## Given problem:
Can you reproduce, word for word, the lines of the listing below, starting at the line containing "Surveillance alert — the operator flagged the green lawn" and ending at the line containing "xmin=485 ymin=267 xmax=640 ymax=292", both included?

(Detection annotation records)
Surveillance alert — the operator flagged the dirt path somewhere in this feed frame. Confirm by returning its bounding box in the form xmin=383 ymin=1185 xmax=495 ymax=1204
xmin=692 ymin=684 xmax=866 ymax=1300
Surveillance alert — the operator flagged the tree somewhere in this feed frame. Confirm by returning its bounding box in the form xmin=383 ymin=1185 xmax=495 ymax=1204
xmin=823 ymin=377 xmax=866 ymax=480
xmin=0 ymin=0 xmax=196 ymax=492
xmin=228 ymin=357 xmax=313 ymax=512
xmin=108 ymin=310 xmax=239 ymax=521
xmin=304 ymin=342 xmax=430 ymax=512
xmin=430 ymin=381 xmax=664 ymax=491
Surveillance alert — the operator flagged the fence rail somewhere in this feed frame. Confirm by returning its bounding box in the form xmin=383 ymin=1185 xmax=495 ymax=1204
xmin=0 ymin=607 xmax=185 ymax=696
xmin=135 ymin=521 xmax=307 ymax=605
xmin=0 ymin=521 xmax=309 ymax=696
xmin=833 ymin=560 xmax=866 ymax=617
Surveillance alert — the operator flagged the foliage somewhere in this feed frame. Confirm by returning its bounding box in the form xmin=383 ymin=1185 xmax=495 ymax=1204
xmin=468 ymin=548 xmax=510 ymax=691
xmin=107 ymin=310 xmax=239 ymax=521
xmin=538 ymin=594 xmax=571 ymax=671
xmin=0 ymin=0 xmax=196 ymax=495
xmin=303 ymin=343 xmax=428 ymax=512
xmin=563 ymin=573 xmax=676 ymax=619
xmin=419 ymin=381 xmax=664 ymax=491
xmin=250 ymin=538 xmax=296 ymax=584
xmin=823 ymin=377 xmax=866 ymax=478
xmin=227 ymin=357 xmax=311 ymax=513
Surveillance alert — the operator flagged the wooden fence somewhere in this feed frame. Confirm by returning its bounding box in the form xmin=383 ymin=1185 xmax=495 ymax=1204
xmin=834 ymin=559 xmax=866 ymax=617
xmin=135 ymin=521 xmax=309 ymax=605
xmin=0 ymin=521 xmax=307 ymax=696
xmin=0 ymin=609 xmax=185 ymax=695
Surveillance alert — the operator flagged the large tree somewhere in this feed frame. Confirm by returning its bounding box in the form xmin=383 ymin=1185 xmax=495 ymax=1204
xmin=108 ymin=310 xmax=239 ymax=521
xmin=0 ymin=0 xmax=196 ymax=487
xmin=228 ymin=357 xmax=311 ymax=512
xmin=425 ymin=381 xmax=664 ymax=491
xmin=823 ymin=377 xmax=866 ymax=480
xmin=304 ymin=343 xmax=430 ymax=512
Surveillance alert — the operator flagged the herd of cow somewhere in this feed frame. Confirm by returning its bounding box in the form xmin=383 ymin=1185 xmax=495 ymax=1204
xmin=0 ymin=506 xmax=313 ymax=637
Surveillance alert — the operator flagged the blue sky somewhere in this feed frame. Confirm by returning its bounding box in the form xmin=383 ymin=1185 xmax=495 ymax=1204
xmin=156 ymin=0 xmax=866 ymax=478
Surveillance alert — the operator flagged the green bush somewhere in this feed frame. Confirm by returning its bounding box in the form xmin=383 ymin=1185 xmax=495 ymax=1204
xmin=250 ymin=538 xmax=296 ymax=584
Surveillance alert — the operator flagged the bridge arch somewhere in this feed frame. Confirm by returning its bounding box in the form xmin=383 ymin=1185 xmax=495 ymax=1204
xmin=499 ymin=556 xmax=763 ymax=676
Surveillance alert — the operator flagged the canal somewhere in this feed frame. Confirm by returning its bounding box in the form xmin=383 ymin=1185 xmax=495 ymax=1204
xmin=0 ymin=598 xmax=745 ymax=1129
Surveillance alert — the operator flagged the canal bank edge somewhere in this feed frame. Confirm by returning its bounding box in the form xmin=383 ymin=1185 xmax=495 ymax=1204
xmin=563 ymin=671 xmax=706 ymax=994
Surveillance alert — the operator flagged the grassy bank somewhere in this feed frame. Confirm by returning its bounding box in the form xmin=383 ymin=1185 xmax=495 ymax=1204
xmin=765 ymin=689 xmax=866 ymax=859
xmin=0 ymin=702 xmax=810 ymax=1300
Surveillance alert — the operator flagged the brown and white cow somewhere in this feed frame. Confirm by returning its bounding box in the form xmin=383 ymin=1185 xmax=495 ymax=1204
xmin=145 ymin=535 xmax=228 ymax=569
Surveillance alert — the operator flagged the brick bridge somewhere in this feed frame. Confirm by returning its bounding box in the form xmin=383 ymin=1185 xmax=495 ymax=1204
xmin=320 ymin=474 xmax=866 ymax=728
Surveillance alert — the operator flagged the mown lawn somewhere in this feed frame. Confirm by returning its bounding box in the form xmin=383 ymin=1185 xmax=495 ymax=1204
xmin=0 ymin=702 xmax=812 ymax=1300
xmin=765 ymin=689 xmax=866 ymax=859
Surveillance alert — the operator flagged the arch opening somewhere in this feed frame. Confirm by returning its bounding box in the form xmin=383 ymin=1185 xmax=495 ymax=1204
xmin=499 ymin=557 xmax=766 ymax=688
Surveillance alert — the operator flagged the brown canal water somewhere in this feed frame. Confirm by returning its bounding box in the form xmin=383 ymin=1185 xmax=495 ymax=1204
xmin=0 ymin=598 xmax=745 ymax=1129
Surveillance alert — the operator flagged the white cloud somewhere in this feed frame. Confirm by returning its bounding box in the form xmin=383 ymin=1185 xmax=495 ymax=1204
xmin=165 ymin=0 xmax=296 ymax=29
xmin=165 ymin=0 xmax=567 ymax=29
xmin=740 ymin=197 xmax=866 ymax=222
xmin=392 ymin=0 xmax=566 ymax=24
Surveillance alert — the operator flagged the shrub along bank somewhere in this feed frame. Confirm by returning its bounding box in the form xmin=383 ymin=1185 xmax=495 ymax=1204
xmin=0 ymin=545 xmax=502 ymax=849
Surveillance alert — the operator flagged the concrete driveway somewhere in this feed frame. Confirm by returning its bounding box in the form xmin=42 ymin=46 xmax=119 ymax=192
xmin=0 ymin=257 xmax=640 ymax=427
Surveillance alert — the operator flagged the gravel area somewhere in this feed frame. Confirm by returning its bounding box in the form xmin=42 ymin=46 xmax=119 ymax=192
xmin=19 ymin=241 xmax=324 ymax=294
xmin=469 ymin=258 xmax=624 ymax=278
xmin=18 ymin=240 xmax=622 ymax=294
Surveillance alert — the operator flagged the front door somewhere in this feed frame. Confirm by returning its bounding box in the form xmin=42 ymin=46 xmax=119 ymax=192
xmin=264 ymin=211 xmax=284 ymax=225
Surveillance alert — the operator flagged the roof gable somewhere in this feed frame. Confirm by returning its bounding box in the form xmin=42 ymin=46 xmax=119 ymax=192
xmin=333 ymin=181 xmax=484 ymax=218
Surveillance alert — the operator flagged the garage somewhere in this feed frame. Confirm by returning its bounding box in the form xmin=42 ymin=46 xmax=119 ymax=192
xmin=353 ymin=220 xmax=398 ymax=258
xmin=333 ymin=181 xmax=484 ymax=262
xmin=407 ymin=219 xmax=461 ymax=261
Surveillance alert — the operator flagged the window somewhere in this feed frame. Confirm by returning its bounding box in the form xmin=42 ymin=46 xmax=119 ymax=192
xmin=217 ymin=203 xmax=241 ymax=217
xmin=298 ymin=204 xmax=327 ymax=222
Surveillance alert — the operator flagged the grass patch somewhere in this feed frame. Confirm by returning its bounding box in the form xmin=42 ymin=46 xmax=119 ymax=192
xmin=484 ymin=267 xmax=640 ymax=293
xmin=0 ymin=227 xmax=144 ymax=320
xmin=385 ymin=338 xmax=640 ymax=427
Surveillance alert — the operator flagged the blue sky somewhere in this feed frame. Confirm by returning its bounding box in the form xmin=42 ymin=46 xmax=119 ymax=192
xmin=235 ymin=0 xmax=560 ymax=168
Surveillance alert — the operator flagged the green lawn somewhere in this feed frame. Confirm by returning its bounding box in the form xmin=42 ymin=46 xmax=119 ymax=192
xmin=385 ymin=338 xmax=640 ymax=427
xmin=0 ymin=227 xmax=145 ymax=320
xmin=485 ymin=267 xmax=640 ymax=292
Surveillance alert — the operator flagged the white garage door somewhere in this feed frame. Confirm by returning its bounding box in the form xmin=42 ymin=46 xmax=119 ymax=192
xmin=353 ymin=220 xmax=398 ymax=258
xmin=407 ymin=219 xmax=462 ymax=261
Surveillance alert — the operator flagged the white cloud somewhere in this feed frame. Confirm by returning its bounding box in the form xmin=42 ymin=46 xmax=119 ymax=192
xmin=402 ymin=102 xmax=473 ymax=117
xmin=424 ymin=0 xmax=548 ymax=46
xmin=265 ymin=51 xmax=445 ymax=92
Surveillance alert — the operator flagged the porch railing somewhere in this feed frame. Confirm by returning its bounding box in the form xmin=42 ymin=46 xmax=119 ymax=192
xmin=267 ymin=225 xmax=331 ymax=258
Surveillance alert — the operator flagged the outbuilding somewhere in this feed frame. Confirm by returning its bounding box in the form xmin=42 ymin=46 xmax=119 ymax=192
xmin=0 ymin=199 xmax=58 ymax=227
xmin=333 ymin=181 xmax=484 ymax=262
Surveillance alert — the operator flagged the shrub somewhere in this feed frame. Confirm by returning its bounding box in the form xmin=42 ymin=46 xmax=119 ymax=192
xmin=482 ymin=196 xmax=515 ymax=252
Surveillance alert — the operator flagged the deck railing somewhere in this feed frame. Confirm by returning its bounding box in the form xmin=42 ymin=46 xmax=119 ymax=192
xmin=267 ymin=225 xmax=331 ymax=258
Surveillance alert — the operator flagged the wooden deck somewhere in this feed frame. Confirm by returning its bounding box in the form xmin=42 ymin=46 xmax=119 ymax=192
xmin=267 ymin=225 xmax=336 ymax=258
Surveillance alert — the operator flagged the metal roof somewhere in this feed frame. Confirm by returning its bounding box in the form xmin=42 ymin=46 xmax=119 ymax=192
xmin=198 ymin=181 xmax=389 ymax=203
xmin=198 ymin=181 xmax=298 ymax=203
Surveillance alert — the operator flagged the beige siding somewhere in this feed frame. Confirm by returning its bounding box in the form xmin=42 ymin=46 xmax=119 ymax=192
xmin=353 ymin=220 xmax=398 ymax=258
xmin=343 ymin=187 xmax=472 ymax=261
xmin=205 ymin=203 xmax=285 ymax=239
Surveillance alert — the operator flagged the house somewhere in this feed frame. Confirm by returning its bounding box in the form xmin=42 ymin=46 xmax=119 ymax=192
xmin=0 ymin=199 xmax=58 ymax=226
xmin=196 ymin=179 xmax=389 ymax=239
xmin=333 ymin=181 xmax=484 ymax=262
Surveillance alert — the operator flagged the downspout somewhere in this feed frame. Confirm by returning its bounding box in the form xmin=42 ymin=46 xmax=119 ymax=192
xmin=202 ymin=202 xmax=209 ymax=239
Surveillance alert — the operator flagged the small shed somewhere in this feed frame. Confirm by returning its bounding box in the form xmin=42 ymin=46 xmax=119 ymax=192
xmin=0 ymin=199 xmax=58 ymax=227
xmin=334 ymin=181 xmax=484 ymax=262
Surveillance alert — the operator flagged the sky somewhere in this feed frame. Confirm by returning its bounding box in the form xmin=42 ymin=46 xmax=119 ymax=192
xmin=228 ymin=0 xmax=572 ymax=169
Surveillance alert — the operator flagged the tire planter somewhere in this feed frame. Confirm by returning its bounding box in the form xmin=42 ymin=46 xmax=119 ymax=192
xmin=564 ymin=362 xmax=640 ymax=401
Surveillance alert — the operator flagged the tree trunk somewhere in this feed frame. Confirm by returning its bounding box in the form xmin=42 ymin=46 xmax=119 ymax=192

## Exercise solution:
Surveillance alert — the operator flagged the green lawn somewhere in this feed frame. Confirm by returning its bounding box in the form xmin=42 ymin=46 xmax=119 ymax=192
xmin=385 ymin=338 xmax=640 ymax=427
xmin=0 ymin=227 xmax=145 ymax=320
xmin=485 ymin=267 xmax=640 ymax=292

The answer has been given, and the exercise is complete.